BEGIN Text segment
A method of monitoring aircraft air is also disclosed. The method includes driving ambient cabin air from the cabin through a reagent fluid located within the conical collector, concentrating the reagent fluid, extracting and purifying a portion of the concentrated reagent fluid to produce a testable sample to prepare the sample for a test, and conducting a pathogen/contaminant diagnostic test such as a Polymerase Chain Reaction (PCR) test on the testable sample.

The methods and systems of the present disclosure, as described above and shown in the drawings, provide for an improved bulk data and analysis of passenger pathogens on an aircraft. While the apparatus and methods of the subject disclosure have been shown and described with reference to preferred embodiments, those skilled in the art will readily appreciate that changes and/or modifications may be made thereto without departing from the scope of the subject disclosure.

Claims

1. A system for monitoring aircraft air comprising:

a vessel having an inlet, a conical main body containing: a reagent fluid for extracting particles from the air coating an inner surface on the conical main body, and an outlet, wherein the outlet is to be positioned within at least one of an outlet flow path or a recirculation flow path of an aircraft; and

at least one of an outflow valve positioned in the outlet flow path downstream from the collector or a HEPA filter positioned in the recirculation flow path downstream from the collector.

2. The system of claim 1, wherein the reagent fluid includes a customized mixture for the targeted pathogen or contaminant.

3. The system of claim 1, wherein the inlet has a smaller diameter than the outlet.

4. The system of claim 1, wherein the conical main body tapers down away from the inlet.

5. The system of claim 1, wherein the HEPA filter is positioned in the recirculation flow path downstream of the collector, wherein the HEPA filter is configured and adapted to filter the air flowing through the recirculation flow path.

6. The system of claim 1, wherein the particles include aerosol droplets exhaled from passengers throughout at least a portion of a flight.

7. The system of claim 1, further comprising a mounting slot in the outlet flow path upstream from the outflow valve, wherein the collector is positioned within the mounting slot.
END Text segment
BEGIN Information given
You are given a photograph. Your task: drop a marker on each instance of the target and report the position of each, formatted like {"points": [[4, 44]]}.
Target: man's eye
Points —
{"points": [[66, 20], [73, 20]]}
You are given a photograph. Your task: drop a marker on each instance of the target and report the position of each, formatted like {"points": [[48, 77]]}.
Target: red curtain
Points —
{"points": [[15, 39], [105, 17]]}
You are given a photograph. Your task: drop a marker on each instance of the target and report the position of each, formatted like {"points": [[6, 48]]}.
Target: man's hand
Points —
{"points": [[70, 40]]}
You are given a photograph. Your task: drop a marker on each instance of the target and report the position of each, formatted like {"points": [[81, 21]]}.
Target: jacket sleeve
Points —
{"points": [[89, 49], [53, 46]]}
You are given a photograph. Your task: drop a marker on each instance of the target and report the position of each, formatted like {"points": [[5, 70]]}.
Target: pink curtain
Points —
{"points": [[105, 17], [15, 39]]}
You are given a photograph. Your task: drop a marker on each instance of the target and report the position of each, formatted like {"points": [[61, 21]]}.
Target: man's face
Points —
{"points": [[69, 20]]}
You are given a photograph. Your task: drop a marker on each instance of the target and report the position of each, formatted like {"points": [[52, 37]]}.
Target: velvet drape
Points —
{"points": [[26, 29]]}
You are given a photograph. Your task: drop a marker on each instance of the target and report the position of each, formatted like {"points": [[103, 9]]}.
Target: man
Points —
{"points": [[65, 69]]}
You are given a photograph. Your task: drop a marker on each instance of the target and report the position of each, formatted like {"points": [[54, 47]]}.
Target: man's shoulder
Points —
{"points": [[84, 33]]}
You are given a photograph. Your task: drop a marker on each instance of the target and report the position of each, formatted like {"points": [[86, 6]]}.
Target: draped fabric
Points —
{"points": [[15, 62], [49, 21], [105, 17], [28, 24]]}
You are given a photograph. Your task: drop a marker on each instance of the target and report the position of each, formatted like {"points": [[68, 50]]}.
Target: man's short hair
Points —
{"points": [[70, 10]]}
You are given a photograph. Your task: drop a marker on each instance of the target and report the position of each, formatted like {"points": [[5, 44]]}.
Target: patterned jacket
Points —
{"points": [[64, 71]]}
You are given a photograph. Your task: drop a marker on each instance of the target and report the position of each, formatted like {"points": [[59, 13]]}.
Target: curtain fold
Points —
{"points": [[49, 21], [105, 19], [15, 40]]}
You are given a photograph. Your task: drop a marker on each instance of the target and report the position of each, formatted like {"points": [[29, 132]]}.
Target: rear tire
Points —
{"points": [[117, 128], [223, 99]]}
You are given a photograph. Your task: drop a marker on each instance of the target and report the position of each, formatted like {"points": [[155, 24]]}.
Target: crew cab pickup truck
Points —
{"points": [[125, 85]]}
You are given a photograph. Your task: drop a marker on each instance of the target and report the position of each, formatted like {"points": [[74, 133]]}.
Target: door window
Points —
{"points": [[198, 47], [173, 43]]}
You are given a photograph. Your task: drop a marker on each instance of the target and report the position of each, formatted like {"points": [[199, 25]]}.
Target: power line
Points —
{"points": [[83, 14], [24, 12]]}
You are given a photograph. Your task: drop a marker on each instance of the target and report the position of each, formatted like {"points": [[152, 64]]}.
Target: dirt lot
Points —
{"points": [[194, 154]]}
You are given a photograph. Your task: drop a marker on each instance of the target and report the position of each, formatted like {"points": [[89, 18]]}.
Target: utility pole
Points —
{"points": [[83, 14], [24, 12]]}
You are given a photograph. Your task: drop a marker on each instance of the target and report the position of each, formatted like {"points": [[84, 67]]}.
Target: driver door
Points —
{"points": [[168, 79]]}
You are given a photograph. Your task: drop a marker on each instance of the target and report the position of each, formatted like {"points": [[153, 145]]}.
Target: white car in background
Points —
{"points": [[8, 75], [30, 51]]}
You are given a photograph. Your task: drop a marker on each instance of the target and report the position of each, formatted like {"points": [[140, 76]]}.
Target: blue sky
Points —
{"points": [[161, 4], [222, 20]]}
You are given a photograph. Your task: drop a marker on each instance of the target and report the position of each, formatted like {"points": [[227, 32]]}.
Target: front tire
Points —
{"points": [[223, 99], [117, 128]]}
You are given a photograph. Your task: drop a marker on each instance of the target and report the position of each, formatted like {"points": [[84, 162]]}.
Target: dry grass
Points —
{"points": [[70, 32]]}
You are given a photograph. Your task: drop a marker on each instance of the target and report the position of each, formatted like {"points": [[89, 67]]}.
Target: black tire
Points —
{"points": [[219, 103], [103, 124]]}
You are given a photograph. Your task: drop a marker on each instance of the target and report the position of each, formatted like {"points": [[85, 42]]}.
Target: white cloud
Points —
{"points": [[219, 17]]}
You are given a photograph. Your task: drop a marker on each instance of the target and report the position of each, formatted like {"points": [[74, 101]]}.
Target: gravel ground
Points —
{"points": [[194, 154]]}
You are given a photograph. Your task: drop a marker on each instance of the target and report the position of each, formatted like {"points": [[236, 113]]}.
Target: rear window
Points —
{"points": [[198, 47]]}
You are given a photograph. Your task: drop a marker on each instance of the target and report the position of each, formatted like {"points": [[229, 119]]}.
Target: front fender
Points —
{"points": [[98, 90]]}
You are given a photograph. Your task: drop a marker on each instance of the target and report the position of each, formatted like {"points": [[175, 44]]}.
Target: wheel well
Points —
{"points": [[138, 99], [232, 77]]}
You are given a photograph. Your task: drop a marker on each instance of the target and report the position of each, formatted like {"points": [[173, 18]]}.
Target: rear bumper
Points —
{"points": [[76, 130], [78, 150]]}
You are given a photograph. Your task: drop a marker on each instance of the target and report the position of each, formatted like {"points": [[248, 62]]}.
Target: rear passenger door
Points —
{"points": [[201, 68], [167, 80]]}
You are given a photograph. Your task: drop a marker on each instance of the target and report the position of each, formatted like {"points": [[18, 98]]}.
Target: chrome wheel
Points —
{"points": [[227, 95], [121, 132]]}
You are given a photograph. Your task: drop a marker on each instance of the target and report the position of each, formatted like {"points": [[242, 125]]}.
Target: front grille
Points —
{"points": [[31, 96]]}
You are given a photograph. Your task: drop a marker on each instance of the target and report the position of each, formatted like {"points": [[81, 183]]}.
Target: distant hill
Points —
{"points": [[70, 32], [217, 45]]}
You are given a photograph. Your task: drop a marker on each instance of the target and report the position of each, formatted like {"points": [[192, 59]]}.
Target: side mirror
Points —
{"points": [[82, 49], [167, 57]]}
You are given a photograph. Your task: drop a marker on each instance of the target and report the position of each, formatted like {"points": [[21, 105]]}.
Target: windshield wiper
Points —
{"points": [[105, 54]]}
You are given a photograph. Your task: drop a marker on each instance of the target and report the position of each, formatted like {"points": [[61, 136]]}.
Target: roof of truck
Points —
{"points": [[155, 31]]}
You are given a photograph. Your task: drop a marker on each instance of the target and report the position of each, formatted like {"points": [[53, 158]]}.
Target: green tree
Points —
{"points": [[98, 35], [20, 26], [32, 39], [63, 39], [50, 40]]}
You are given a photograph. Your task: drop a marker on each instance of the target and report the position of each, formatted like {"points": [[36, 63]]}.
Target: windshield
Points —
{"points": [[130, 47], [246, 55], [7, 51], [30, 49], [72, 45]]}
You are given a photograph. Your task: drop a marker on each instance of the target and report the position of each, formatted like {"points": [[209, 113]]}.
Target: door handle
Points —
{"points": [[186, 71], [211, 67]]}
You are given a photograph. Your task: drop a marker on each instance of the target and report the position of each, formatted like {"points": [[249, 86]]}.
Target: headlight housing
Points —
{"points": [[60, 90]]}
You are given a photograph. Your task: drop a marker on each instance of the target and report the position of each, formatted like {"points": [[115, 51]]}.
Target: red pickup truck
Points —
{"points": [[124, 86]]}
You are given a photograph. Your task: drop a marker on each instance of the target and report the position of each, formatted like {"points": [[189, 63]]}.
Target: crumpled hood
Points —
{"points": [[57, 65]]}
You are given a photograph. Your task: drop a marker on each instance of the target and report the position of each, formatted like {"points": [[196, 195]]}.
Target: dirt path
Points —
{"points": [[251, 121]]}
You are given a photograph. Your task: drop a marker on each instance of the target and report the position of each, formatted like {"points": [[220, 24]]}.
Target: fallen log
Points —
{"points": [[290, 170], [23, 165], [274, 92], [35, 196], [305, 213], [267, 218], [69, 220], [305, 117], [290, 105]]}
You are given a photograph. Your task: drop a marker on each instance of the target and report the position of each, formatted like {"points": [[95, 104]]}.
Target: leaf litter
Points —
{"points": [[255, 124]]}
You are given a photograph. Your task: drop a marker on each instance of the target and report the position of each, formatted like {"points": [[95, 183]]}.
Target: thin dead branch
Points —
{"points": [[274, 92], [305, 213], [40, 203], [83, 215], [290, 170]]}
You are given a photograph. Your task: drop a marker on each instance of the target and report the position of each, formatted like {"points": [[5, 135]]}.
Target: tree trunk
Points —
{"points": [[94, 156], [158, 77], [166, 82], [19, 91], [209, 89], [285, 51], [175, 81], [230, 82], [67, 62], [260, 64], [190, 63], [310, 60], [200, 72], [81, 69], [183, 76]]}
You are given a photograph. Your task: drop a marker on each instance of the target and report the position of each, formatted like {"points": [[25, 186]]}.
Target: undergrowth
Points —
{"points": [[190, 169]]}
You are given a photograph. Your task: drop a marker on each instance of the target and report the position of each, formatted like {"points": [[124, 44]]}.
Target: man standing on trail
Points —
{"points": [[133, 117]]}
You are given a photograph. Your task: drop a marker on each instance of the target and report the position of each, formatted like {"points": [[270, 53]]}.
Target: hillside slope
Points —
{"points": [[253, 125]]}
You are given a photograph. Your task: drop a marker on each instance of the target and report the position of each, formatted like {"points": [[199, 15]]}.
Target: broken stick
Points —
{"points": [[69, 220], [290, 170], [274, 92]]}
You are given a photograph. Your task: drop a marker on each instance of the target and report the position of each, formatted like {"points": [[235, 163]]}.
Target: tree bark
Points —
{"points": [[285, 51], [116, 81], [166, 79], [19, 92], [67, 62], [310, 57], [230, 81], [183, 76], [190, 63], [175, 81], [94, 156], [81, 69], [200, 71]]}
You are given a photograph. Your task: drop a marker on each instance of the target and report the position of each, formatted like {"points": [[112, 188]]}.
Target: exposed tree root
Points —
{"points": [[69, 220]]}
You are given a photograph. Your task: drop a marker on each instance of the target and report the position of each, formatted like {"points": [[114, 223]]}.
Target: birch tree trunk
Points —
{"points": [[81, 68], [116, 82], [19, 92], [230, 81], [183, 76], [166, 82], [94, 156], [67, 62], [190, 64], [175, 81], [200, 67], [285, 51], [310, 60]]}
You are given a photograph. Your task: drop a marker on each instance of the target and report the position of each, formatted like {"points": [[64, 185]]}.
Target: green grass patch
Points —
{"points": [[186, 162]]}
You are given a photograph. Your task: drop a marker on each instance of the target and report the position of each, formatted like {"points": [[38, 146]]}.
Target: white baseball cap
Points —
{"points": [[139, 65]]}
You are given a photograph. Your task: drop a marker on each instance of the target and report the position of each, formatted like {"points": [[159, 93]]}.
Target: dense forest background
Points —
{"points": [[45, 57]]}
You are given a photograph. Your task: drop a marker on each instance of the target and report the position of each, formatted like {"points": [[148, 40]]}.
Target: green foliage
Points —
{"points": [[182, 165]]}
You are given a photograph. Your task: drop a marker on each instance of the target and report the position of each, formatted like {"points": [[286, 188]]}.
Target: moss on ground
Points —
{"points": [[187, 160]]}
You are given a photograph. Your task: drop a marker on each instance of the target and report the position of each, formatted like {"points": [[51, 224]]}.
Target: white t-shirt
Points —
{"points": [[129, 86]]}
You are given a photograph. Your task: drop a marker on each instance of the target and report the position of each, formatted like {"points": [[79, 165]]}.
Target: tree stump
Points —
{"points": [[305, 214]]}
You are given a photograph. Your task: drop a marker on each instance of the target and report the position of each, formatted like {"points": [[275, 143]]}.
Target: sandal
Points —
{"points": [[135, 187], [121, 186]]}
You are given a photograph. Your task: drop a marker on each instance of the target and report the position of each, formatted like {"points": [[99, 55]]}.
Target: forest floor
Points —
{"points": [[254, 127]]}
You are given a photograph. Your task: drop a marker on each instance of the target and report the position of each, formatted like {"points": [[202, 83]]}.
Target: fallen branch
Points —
END Information given
Study questions =
A – In the aircraft air monitoring text, what test is given as an example of the diagnostic test run on the testable sample?
B – Write out, word for word, the part of the aircraft air monitoring text starting at "1. A system" and ending at "from the collector.".

Task solutions =
A – A Polymerase Chain Reaction (PCR) test.

B –
1. A system for monitoring aircraft air comprising:

a vessel having an inlet, a conical main body containing: a reagent fluid for extracting particles from the air coating an inner surface on the conical main body, and an outlet, wherein the outlet is to be positioned within at least one of an outlet flow path or a recirculation flow path of an aircraft; and

at least one of an outflow valve positioned in the outlet flow path downstream from the collector or a HEPA filter positioned in the recirculation flow path downstream from the collector.